-- Task directions --
Lines from the one containing "of the sidewalk." through the end of the data below are to be transcribed exactly; leave out all others.

====== Data in this exercise

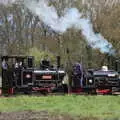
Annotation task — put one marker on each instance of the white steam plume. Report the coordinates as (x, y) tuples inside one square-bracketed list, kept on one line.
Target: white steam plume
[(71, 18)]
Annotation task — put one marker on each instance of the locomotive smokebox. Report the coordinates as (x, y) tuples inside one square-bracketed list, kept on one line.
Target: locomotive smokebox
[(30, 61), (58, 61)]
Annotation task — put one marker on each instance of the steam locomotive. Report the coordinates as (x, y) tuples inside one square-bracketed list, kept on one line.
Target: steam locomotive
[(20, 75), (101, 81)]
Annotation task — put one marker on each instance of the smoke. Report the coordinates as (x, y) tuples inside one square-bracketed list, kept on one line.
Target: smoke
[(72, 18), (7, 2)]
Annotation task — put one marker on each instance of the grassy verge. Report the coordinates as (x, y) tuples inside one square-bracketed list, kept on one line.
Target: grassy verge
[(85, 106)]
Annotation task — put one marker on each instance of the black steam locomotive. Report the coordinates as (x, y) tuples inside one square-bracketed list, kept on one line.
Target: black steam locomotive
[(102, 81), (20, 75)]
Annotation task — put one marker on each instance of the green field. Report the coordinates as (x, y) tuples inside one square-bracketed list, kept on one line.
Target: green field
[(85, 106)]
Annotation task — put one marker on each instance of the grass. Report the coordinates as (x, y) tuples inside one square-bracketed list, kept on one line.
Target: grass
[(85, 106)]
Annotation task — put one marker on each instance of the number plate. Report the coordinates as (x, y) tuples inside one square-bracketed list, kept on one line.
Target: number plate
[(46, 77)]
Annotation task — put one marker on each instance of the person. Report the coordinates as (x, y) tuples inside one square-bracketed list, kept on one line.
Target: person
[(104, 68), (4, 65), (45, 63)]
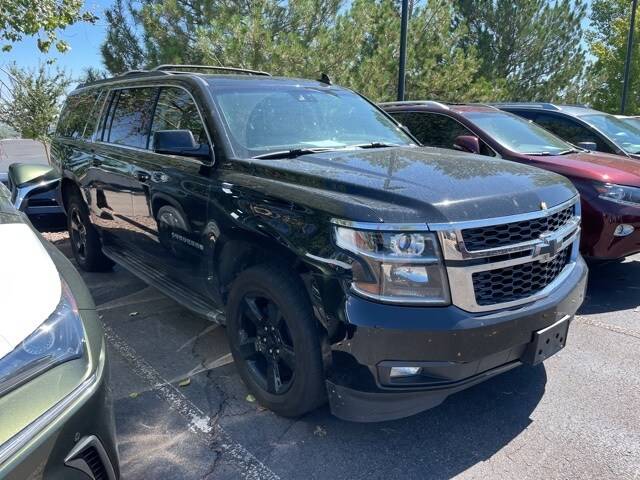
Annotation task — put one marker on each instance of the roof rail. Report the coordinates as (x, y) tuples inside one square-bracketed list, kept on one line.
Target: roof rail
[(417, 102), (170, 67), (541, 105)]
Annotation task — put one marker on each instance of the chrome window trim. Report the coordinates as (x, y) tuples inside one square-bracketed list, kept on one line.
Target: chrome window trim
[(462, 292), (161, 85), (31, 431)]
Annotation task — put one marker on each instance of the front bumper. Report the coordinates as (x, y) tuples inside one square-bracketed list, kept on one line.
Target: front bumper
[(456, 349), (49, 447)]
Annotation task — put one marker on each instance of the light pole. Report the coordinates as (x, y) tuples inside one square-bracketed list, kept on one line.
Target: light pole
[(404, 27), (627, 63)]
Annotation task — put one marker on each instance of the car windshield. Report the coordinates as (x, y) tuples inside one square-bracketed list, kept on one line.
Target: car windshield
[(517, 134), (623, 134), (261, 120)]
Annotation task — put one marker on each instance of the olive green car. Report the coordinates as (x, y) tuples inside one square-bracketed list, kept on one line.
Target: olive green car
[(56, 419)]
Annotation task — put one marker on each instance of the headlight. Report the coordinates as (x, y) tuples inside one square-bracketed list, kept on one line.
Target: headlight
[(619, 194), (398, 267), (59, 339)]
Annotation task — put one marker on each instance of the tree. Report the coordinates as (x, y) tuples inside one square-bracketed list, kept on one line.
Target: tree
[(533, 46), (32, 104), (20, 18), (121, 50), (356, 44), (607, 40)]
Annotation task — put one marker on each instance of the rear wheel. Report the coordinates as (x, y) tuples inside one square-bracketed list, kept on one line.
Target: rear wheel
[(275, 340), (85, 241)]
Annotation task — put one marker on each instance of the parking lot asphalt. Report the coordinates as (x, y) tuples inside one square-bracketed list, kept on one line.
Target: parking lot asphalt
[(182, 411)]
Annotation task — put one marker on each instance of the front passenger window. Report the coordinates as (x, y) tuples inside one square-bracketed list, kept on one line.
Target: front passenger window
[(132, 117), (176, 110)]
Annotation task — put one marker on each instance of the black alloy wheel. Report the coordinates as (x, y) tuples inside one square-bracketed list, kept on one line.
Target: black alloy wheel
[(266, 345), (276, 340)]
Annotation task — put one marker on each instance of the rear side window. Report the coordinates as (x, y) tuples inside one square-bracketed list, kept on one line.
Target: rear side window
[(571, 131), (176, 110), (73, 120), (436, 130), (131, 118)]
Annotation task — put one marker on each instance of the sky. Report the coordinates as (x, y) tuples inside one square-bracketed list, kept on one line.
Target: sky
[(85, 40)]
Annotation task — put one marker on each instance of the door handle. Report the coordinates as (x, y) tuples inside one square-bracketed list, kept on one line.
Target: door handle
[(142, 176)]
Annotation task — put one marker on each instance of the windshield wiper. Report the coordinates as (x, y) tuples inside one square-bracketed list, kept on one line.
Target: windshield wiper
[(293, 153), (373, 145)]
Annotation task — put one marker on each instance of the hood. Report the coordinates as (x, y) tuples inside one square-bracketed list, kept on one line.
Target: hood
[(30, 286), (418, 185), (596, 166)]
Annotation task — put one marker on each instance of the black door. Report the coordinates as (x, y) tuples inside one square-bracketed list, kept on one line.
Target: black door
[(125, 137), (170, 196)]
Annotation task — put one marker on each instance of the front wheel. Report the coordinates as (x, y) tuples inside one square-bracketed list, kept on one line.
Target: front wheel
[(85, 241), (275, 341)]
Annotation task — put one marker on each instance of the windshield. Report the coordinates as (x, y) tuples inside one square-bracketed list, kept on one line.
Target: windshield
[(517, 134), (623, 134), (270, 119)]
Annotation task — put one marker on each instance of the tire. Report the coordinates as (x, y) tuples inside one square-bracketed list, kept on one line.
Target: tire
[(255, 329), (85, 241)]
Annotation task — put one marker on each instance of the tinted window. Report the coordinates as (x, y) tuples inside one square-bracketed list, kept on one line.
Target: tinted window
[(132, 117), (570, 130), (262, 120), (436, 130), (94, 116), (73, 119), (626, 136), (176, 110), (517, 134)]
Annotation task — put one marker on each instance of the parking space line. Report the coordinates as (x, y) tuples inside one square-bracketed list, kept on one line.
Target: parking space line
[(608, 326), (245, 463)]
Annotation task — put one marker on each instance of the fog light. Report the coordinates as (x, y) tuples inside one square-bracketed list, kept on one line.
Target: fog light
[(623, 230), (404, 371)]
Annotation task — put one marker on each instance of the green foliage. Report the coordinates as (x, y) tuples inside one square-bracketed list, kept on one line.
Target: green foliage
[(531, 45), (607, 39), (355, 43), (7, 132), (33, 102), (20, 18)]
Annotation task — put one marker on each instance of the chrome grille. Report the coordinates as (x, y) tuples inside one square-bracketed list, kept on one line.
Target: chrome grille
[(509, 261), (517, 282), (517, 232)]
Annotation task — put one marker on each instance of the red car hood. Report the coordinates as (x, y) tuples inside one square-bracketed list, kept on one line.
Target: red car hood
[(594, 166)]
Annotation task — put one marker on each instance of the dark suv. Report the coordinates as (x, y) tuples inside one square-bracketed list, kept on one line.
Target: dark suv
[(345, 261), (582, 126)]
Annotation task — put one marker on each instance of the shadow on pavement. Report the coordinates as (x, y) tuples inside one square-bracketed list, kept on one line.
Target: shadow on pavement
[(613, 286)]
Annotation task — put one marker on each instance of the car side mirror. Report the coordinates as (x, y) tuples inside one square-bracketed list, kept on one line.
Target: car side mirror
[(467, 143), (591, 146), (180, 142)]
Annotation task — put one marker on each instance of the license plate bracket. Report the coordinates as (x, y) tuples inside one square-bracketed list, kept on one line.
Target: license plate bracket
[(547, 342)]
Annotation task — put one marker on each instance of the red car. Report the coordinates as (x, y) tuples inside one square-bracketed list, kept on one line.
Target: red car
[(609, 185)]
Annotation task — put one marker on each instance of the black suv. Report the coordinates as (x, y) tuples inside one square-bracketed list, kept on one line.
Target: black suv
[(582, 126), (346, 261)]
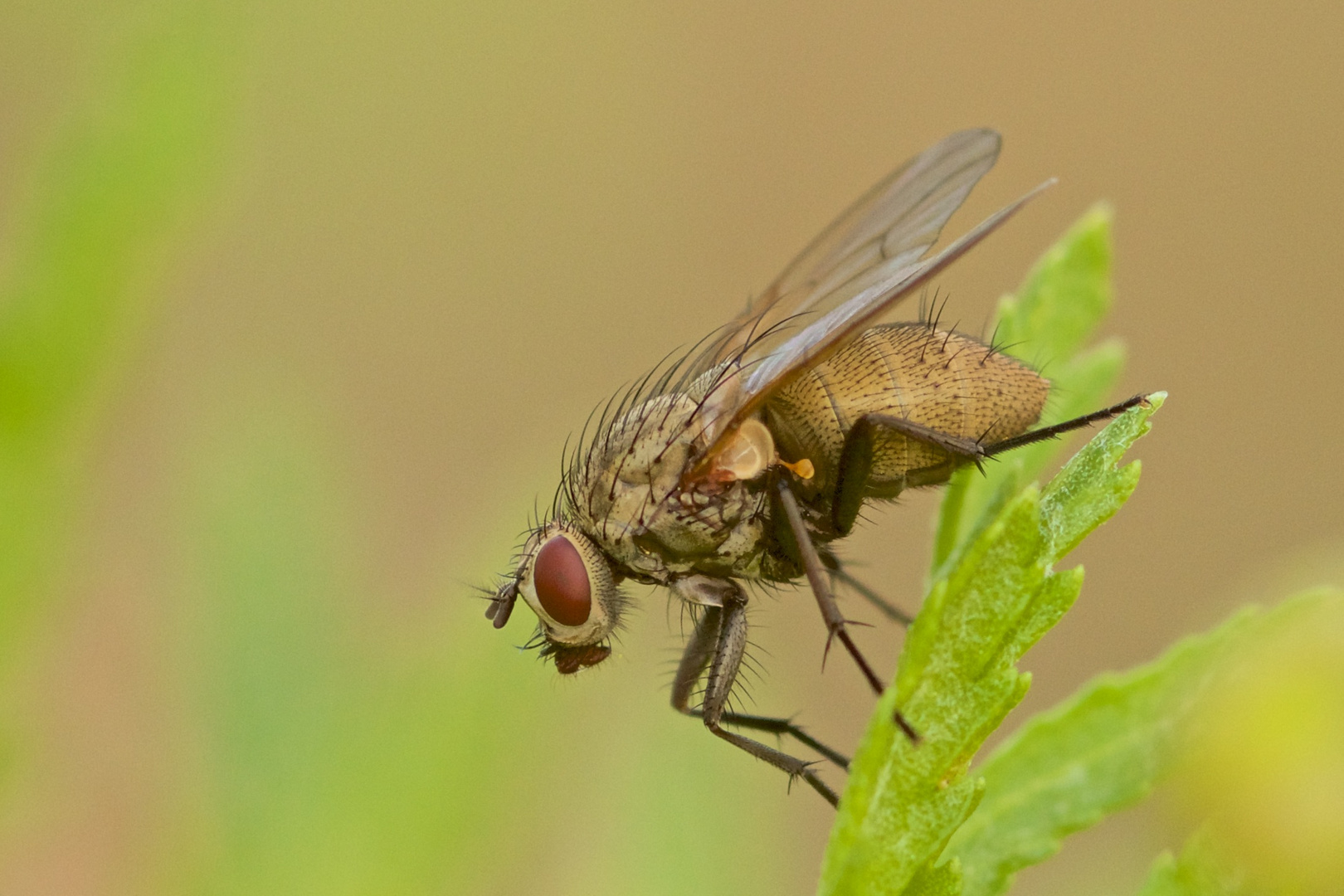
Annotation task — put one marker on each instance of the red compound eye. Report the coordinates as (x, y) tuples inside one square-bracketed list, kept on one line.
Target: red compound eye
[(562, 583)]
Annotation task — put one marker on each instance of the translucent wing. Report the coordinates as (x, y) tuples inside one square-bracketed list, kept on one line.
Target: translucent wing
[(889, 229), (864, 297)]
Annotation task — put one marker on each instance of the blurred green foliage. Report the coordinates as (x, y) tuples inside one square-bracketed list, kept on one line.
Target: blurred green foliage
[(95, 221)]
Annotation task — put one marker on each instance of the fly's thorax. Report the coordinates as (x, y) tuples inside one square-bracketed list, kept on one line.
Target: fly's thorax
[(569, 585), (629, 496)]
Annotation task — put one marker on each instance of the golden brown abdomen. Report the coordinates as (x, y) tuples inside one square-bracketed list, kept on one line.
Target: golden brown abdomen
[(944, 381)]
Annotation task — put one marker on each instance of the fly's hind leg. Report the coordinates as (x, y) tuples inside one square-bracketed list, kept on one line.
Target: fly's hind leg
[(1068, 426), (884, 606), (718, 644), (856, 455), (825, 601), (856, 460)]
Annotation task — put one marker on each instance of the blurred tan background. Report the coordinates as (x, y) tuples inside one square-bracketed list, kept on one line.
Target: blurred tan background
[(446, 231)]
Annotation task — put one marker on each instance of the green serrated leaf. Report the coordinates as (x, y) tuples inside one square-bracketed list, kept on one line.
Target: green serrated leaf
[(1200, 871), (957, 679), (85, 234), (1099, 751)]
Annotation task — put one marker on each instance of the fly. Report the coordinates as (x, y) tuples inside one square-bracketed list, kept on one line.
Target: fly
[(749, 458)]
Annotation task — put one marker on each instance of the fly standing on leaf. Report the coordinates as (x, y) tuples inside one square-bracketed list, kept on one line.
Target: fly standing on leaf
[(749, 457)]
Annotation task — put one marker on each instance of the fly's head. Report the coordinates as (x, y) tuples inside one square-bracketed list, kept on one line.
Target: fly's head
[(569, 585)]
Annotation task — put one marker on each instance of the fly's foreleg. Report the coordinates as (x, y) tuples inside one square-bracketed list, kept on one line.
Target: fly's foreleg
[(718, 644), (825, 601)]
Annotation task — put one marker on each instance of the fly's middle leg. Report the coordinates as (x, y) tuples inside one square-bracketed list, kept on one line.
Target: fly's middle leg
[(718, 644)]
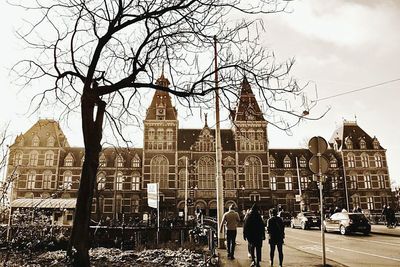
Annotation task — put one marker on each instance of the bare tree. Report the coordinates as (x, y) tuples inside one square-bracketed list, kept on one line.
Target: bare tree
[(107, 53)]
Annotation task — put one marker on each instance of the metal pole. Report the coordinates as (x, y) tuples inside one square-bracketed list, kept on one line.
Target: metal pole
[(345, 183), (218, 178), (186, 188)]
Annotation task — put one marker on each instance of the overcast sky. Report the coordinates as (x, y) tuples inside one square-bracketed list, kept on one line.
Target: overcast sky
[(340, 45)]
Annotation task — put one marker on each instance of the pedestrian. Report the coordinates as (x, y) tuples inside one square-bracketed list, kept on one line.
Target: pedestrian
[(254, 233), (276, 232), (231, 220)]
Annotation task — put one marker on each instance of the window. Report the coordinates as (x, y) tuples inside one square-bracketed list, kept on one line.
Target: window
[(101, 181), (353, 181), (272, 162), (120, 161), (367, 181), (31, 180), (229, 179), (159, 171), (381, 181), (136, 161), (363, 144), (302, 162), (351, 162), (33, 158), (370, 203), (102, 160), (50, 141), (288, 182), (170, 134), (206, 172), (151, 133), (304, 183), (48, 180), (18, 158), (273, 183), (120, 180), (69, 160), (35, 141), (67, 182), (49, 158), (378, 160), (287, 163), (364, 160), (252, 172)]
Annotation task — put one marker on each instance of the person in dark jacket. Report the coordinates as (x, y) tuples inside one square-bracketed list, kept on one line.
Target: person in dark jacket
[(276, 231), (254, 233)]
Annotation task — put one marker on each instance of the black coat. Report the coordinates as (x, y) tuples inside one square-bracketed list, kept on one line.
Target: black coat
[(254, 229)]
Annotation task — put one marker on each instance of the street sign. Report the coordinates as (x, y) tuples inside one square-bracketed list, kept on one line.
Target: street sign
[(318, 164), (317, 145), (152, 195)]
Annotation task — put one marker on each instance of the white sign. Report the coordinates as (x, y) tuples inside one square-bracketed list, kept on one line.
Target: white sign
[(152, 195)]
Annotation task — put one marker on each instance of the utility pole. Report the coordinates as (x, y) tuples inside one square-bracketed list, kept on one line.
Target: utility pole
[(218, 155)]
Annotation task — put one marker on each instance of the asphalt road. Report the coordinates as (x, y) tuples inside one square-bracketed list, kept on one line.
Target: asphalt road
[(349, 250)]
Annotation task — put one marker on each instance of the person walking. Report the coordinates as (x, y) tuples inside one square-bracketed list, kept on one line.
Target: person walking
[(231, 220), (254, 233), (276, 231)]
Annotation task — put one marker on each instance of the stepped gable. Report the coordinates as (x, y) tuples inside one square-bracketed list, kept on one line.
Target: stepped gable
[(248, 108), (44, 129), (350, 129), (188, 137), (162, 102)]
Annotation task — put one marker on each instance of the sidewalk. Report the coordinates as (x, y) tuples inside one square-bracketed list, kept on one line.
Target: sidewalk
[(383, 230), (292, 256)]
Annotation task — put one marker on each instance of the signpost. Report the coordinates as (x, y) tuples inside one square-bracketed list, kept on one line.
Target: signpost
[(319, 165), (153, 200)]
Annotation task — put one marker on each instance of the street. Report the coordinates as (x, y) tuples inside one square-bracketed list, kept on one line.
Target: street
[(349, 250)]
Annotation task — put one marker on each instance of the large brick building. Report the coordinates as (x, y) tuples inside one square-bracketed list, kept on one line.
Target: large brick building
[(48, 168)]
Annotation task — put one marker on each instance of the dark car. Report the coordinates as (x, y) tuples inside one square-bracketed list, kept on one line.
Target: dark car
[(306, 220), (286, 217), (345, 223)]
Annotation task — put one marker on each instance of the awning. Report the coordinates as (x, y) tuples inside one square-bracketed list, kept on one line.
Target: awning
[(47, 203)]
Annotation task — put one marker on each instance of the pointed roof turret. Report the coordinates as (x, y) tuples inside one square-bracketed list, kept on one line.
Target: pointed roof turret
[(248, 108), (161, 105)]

============

-- Solution --
Annotation task — put one marker on each instance of the sidewalk. Report the coordinates as (x, y) tuples inside one square-bracketed list, kept on one line.
Target: sidewalk
[(383, 230), (292, 256)]
Annotation task — put one marker on each instance of the signpost. Report the coordinates as (x, y) tuples inside one square-bracketed list, kept on one line.
Target: signpost
[(319, 165), (153, 200)]
Annotation task — put one marker on each instance of the street. Report the coordinates as (x, y) tuples inside one square-bracketed list, kept on one line.
Target: street
[(349, 250)]
Annotation task — put one marker on each instance of the large brick building. Report the coordinates as (x, y) tuples inside one square-bracketed list, kept on one line.
Target: large brick building
[(48, 168)]
Annotation task — put one marker on each instance of the dark car. Report the coordinates as (x, y) tuples inside one square-bracketed list, kept on one line.
Target: dark car
[(306, 220), (286, 217), (345, 223)]
Annotation task — put one marker on each instance of the awning. Report the coordinates as (x, y) tuples inside one square-bracketed list, kept on one line.
Target: awning
[(47, 203)]
Annotation task — put one marker on each instance of the pointed roof turret. Report the coordinates as (x, y) tuples inside one square-bracketed list, kept on one line.
Target: pointed roof turret
[(248, 108), (161, 105)]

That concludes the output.